文献节选:
-.-.-
即使先抛开新的研究领域与方向不谈,传统的研究模式本身也需要改变很多研究误区:在体质人类学研究中人们常常重视考古遗址中的人骨资料研究,轻视现生人群的体质特征研究以致“重古轻今”,这表现为体质人类学工作者对考古遗址中的残破不全、样本稀少、研究复杂的古代人骨趋之若鹜,而冷落特征明确、研究简便、样本丰富、鲜活生动的现代人群,似乎是要待百年后这些人群化作枯骨,再将对这些人群的研究工作留给那时的体质人类学者们(就算没经火葬,百年后真不知能有几成标本留存);在对古代人骨的研究中人们又常常重视少数民族的人骨资料研究,轻视汉族人骨资料研究以致“重夷轻汉”,这常使得连发掘者都不注意搜集汉墓的人骨标本,殊不知汉族也是兼容并包、千头万绪、形态各异的,而追根溯源、梳清脉络的最直接证据就是人骨资料,而这些证据就这样湮没了,可叹啊;在具体的人骨研究中,体质人类学者又重视头骨研究,轻视肢骨研究以致“重头轻脚”,这常常表现为体质人类学的研究都是头部与头部的比较研究,视角都集中在脖子以上,四肢成了陪衬,人体的千差万别、族群的特异又岂能只是面目的各异而已(姚明和刘翔的区别可不是只在脸上啊)……因而,要意识到体质人类学的科学发展是学科的迫切需求。
-.-.-
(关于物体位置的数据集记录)
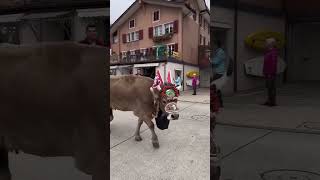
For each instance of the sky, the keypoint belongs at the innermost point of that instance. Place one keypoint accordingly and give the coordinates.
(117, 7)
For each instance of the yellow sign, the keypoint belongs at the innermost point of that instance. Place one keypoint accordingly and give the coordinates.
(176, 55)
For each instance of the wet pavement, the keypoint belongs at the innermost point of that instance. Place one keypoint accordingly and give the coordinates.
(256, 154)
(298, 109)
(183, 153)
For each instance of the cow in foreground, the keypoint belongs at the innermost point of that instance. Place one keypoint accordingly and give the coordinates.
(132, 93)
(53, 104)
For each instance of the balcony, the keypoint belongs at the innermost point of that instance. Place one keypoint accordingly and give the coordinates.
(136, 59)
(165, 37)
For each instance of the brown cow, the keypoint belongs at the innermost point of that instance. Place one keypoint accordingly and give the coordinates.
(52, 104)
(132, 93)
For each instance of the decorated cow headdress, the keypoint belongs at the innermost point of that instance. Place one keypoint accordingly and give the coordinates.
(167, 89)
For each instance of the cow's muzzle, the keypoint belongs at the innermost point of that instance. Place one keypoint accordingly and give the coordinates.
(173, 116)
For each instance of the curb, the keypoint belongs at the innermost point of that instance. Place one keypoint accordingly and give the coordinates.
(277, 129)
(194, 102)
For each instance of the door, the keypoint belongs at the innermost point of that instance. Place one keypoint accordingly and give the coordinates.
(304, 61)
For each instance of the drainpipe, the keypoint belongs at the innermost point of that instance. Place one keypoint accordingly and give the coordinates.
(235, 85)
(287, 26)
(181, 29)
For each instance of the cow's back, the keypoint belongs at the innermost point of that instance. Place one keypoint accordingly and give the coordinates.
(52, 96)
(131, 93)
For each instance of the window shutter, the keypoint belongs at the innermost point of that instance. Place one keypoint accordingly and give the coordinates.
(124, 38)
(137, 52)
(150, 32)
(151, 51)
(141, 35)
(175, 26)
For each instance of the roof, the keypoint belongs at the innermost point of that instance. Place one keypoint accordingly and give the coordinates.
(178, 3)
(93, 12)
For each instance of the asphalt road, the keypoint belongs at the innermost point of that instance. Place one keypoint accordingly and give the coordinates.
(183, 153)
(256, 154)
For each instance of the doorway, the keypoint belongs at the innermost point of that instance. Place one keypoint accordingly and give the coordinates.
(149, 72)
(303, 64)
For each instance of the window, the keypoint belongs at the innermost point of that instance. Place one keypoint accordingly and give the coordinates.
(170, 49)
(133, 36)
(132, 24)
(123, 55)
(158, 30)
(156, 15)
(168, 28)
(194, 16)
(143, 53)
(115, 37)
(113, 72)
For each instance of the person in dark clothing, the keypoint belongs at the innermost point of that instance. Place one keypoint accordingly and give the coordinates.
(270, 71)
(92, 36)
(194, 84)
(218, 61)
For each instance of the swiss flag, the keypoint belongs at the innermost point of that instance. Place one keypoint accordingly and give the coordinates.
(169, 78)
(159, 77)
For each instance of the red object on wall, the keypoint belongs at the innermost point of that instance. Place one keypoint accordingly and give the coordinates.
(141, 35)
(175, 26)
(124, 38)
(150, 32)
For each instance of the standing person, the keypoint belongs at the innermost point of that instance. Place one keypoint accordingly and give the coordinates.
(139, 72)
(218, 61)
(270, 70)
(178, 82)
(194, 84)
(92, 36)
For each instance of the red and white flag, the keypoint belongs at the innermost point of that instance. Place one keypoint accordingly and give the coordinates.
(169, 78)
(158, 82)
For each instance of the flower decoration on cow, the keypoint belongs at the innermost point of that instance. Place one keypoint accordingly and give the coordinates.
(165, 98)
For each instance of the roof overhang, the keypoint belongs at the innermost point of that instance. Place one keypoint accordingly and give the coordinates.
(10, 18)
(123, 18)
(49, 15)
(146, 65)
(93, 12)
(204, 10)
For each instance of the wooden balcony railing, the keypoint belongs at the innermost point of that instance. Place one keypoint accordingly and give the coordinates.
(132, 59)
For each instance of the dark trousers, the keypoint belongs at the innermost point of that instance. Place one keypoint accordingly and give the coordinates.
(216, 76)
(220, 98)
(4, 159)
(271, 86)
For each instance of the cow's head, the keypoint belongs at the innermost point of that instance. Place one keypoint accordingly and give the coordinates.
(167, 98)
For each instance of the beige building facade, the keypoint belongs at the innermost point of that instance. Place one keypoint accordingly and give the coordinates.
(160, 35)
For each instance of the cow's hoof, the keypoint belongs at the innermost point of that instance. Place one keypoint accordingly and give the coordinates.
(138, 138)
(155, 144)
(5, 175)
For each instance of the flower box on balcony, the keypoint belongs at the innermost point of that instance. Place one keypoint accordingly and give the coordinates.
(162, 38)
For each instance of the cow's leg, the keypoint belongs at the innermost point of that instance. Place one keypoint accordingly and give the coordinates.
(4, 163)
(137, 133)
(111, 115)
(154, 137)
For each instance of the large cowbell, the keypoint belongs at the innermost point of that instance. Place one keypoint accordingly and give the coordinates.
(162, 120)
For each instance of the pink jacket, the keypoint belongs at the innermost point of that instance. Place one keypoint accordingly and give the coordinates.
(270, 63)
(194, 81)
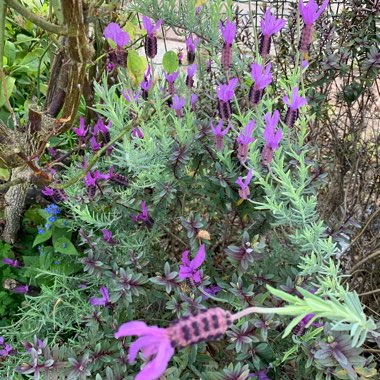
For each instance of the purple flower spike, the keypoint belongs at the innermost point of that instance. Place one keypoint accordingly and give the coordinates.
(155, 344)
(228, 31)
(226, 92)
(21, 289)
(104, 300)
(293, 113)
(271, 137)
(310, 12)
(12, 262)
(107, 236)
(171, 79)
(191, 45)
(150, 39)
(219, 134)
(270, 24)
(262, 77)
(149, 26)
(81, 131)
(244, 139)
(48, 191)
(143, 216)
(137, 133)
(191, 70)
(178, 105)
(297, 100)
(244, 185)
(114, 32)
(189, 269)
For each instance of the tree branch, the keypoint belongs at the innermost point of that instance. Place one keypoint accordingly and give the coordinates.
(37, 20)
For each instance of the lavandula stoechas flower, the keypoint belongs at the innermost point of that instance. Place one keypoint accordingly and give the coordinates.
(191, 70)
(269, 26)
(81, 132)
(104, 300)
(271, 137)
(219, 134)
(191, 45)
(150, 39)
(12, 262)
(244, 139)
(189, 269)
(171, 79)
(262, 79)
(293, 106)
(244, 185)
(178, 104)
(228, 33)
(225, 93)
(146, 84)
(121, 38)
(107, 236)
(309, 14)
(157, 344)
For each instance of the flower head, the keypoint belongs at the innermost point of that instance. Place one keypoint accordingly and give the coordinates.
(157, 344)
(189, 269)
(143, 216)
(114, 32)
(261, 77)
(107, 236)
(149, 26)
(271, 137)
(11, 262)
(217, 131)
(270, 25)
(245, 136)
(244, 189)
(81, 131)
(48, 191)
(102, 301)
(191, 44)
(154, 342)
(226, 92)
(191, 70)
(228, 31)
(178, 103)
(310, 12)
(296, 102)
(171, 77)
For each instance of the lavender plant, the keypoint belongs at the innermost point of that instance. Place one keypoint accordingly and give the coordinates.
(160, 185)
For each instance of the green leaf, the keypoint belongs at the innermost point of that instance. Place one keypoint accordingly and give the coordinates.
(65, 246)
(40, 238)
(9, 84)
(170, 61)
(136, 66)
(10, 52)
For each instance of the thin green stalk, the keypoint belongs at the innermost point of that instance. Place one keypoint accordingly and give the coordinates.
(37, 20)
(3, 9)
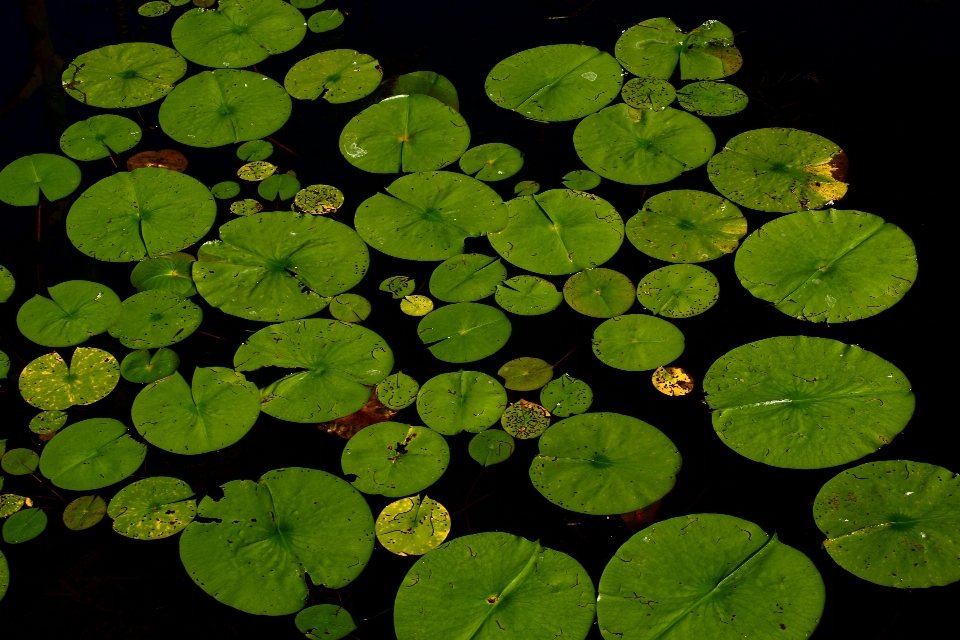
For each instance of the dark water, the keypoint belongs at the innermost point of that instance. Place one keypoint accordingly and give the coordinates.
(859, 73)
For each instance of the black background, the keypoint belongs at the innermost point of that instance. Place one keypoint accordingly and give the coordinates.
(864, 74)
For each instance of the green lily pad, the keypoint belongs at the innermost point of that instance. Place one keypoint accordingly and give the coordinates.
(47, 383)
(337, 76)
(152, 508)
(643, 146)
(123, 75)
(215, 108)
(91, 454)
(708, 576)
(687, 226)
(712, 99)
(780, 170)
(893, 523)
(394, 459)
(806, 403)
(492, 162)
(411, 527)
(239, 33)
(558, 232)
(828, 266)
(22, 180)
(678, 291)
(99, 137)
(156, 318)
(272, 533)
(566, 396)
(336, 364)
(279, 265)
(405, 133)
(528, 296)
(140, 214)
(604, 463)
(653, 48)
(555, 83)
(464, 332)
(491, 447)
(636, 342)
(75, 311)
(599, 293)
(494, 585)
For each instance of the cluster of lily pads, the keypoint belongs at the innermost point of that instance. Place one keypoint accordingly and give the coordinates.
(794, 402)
-.-.-
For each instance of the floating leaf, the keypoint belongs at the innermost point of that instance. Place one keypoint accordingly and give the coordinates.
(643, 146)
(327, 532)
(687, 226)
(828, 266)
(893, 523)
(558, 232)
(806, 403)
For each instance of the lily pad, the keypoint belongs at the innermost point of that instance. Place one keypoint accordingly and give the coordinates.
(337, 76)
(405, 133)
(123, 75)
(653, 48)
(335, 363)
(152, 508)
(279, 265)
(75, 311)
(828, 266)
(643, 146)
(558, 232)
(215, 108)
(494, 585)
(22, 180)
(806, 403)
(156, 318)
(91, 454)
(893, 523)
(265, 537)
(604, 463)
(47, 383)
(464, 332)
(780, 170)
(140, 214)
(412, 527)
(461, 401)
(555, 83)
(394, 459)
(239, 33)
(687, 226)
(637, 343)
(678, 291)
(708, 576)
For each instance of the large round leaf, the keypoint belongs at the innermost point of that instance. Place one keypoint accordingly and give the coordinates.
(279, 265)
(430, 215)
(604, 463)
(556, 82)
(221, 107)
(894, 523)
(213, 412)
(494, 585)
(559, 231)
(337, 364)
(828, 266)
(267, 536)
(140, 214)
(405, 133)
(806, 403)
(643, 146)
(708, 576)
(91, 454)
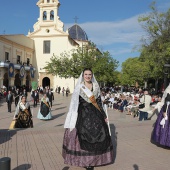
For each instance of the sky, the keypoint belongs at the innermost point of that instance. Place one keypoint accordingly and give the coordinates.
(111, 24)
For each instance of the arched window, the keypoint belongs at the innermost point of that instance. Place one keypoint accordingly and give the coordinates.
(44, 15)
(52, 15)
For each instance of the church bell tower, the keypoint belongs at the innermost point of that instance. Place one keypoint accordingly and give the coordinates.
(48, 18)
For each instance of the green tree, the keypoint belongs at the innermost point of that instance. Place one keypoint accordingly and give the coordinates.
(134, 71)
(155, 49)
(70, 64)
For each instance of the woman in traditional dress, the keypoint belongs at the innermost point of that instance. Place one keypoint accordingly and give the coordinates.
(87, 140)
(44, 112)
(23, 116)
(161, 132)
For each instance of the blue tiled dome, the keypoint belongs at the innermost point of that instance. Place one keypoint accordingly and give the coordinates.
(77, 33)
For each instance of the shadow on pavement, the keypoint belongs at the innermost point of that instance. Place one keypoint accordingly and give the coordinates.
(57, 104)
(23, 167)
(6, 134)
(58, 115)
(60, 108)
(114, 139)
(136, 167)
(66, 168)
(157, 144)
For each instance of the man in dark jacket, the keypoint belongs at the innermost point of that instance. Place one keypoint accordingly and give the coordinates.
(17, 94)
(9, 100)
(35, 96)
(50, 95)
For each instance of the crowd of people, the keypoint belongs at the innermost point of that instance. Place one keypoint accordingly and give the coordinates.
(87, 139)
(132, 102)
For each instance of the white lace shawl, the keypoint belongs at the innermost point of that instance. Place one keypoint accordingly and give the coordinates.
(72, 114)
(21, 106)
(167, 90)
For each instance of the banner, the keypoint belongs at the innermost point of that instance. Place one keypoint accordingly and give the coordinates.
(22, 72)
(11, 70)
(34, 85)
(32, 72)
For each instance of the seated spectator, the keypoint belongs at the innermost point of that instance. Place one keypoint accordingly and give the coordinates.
-.-.-
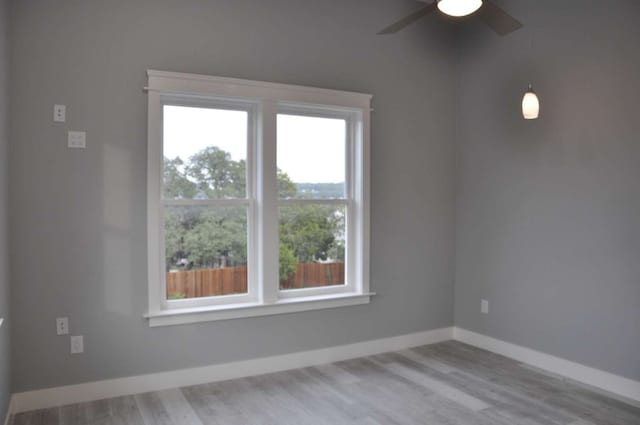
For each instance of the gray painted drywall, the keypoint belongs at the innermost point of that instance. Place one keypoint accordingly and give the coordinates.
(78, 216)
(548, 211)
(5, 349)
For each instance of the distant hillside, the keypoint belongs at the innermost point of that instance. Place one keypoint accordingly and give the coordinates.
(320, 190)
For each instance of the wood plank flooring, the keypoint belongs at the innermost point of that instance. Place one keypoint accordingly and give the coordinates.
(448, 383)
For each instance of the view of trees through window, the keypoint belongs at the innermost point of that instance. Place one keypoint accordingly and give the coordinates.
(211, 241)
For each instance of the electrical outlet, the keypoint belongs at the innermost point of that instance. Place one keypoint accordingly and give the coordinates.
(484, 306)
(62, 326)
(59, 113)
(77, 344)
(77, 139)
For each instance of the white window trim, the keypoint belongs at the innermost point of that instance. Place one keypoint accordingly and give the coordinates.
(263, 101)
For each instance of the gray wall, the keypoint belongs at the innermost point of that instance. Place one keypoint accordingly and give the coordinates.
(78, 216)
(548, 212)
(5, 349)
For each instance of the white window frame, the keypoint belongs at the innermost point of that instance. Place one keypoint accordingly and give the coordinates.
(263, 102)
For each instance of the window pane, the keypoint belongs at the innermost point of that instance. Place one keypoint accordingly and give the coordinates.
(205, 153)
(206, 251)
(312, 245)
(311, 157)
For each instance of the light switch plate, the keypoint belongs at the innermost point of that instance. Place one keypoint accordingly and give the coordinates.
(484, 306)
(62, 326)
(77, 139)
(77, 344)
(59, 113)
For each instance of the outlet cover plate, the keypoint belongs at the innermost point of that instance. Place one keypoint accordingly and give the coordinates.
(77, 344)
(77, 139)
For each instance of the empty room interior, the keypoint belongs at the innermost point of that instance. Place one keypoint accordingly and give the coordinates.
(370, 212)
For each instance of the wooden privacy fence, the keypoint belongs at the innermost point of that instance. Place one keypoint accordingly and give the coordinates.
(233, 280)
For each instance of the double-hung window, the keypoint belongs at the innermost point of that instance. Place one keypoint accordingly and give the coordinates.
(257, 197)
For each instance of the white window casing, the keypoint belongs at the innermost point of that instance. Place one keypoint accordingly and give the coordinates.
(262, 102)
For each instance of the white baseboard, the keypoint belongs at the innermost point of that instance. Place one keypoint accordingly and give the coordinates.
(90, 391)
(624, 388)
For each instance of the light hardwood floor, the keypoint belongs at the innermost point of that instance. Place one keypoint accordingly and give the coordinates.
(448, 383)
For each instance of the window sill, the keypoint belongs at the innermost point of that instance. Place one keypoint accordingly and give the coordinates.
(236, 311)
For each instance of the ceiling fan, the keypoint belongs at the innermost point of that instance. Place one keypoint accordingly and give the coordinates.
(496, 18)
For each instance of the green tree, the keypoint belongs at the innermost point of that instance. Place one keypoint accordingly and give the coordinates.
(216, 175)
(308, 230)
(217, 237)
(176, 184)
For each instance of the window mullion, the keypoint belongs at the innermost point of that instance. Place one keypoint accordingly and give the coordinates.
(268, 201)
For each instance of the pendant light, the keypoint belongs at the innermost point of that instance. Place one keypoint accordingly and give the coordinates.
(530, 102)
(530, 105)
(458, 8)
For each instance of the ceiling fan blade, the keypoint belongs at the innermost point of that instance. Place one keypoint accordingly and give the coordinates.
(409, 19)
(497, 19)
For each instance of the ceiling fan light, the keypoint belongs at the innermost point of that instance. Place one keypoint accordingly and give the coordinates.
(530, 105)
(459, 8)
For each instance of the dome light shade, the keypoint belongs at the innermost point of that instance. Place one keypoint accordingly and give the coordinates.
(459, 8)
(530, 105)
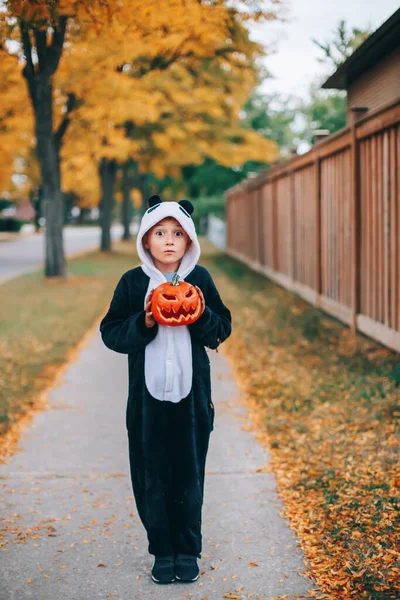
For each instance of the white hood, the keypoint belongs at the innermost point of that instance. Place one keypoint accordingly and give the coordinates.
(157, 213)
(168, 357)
-.-.-
任务要求:
- 1) 将文献节选中以“即使先抛开新的研究领域与方向不谈”开头的段落改写为要点列表，保留其主要事实。
- 2) 续写这段论述体质人类学研究误区的文献节选，从其最后一句之后接着写下去。

逐项答复:
- 1)
- 即使不谈新的研究领域与方向，传统研究模式本身也存在诸多需要改变的误区。
- “重古轻今”：重视考古遗址中残破不全、样本稀少、研究复杂的古代人骨，冷落特征明确、研究简便、样本丰富的现代人群。
- “重夷轻汉”：在古代人骨研究中重视少数民族人骨资料，轻视汉族人骨资料，以致发掘者常不注意搜集汉墓人骨标本；而人骨资料是追溯汉族源流、梳理脉络最直接的证据。
- “重头轻脚”：在具体研究中重视头骨、轻视肢骨，比较研究集中于头部，四肢沦为陪衬。
- 因此，应当认识到体质人类学的科学发展是学科的迫切需求。

- 2)
二、体质人类学要有全面协调可持续发展的研究方法与手段

首先谈谈传统体质人类学研究模式的改变。改变模式本身就是研究方法的新生。我认为传统的体质人类学研究有三大境界:第一层:看到人骨就能知道其性别年龄、生前的形貌、种族,甚至饮食、生活习惯、职业等等的“透骨见人”,在体质人类学工作者眼中,每一个人骨标本都是有血有肉的生动的人;第二层:看到身边的每一个人就能知道其人骨形态、骨骼特点等的“透人见骨”,在体质人类学工作者眼中,每一个活生生的人都可以被“透视”为去掉血肉的人骨;最高一层:看到人骨就能知道相近或相关的人骨的“透骨见骨”,看到人就能知道相近或相关的人的“透人见人”,看到古代人骨就能在脑海中勾画出一条古人到今人的路途,看到今人也能猜想到其远祖的大致状态,所谓今古相连、阡陌交织,成就令人信服的人类发展谱系。传统的体质人类学研究到这里已是极致了,要想有新的发展就需要有所变化,在这里我就以与考古学的交叉研究为例谈谈具体的研究方法和手段。我们在将考古学研究结果与体质人类学研究结果进行比较后常常有这样的疑问:同一文化下为什么会有不同的人群,同样的人群为什么又会创造不同的文化,同一地域为什么会有不同人群创造的同一文化,文化的传承是否意味着族群的延续,族群消亡而文化一定会被毁灭吗?这些问题需要体质人类学工作者学考古,懂考古,达到能够看到人骨就能联想到相近或相关的考古学文化的“透人见物”,与考古学的“透物见人”携手并行,从解释人群与人群入手,继而从人群到文化,再而从文化到文化,最后从文化又回到人群。这是体质人类学和考古学交叉研究的真正未来。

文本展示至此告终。